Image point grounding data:
+ + + + +
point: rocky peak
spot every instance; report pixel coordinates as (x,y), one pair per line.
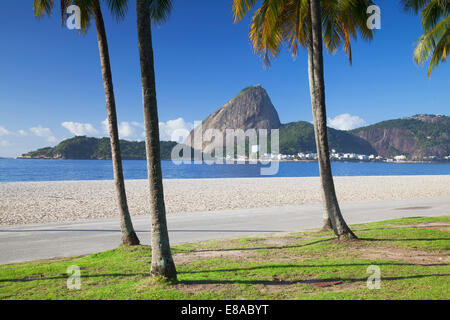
(250,109)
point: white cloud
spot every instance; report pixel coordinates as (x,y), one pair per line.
(176,130)
(46,133)
(126,130)
(4,132)
(346,122)
(80,129)
(40,131)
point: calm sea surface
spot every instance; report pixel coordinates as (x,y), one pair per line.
(60,170)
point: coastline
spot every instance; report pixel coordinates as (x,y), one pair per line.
(63,201)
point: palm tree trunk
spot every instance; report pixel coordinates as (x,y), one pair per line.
(129,236)
(332,213)
(162,262)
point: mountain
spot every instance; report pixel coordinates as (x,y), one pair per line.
(250,109)
(97,149)
(416,137)
(299,136)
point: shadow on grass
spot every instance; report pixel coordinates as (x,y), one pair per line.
(402,239)
(82,277)
(369,263)
(264,248)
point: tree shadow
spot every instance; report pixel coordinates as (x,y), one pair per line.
(277,266)
(402,239)
(65,277)
(316,282)
(264,248)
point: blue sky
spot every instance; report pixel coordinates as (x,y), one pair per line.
(51,86)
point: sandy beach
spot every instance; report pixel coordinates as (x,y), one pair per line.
(44,202)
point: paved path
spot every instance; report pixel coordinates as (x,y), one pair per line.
(32,242)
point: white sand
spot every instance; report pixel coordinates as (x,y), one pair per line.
(42,202)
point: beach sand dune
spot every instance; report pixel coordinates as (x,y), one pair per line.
(44,202)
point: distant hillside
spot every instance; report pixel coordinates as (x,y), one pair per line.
(85,148)
(417,137)
(298,137)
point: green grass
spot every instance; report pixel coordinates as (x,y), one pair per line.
(303,265)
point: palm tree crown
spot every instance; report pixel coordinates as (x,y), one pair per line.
(434,43)
(117,7)
(279,22)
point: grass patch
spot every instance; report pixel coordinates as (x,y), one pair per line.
(412,254)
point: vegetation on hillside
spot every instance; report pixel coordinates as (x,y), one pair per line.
(428,130)
(298,137)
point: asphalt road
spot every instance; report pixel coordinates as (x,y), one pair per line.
(32,242)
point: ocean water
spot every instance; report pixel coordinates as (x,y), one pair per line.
(12,170)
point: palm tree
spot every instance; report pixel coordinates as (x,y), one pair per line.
(309,23)
(89,9)
(434,43)
(156,11)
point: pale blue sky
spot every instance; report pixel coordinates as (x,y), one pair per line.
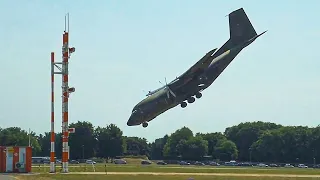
(124,48)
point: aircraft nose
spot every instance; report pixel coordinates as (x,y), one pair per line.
(132,120)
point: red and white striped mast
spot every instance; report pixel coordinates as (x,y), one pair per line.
(64,71)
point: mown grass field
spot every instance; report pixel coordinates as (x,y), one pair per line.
(145,177)
(134,166)
(178,169)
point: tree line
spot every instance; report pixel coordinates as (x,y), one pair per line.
(250,141)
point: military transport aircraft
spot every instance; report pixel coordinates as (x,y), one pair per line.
(199,77)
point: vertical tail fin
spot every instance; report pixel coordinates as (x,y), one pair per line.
(240,26)
(241,30)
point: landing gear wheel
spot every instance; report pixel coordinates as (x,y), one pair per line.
(191,99)
(198,95)
(183,104)
(145,124)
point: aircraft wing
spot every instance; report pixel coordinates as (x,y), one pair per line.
(192,72)
(196,69)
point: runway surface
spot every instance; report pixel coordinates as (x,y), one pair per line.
(199,174)
(6,177)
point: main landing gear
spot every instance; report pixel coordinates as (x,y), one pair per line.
(191,100)
(145,124)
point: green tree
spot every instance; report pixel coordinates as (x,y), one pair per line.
(226,150)
(245,134)
(212,139)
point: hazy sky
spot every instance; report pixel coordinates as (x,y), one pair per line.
(124,48)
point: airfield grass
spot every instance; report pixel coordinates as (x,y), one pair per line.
(179,169)
(144,177)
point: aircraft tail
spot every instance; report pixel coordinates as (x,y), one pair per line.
(240,26)
(241,31)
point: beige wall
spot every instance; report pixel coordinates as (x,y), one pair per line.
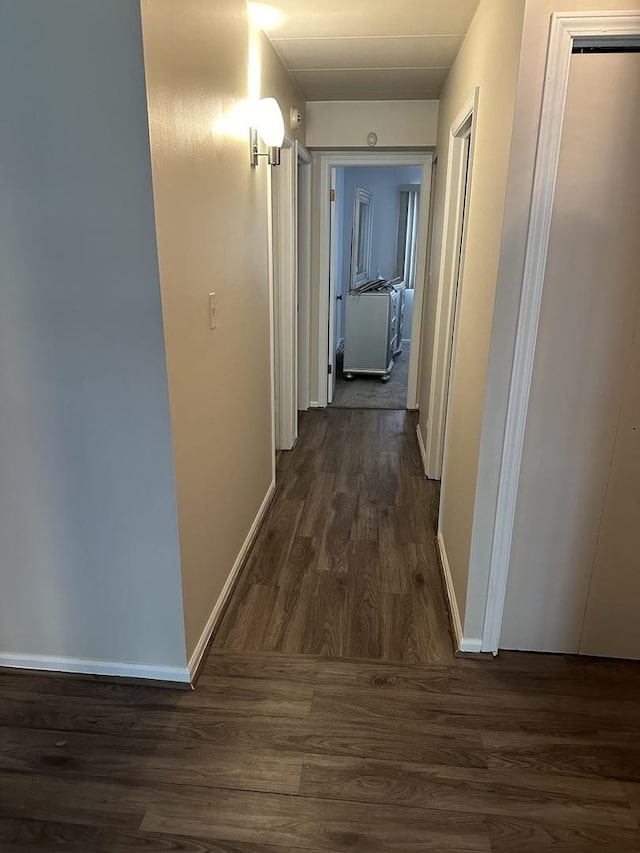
(489,59)
(211,217)
(516,213)
(346,124)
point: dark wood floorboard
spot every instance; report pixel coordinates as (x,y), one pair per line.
(352,521)
(330,715)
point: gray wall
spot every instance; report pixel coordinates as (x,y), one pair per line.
(384,182)
(89,564)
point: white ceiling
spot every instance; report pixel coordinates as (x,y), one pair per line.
(370,49)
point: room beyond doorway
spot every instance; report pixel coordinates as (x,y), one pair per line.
(331,306)
(367,392)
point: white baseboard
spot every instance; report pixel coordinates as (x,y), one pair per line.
(463,644)
(95,667)
(423,451)
(203,642)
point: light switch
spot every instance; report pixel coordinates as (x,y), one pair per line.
(212,310)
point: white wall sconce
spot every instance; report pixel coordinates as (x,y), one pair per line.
(269,126)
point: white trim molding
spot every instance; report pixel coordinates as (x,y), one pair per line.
(82,666)
(328,161)
(587,27)
(212,621)
(284,234)
(423,452)
(450,280)
(463,644)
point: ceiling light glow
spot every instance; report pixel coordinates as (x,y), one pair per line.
(264,16)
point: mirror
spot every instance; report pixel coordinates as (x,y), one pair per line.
(361,237)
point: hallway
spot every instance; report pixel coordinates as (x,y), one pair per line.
(330,715)
(345,564)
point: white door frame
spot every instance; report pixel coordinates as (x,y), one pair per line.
(284,195)
(449,285)
(304,275)
(587,27)
(327,163)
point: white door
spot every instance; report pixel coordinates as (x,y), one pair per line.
(334,260)
(574,576)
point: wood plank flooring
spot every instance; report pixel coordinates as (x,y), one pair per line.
(350,726)
(345,564)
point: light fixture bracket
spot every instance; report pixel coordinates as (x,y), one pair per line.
(272,153)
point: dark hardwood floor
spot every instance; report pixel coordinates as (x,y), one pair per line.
(345,564)
(330,715)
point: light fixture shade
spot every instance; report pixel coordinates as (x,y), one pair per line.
(270,123)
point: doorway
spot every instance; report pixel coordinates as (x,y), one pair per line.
(336,257)
(289,241)
(580,273)
(374,258)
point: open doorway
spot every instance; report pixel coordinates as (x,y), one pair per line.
(373,237)
(376,213)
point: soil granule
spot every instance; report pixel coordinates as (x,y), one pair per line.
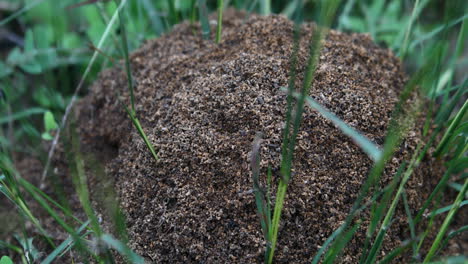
(201,105)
+ + + + +
WHAT IS EXPECTED: For each line of the data that includes the word "fixture", return a copy of it.

SOLUTION TO THIS PROBLEM:
point: light fixture bracket
point: light fixture shade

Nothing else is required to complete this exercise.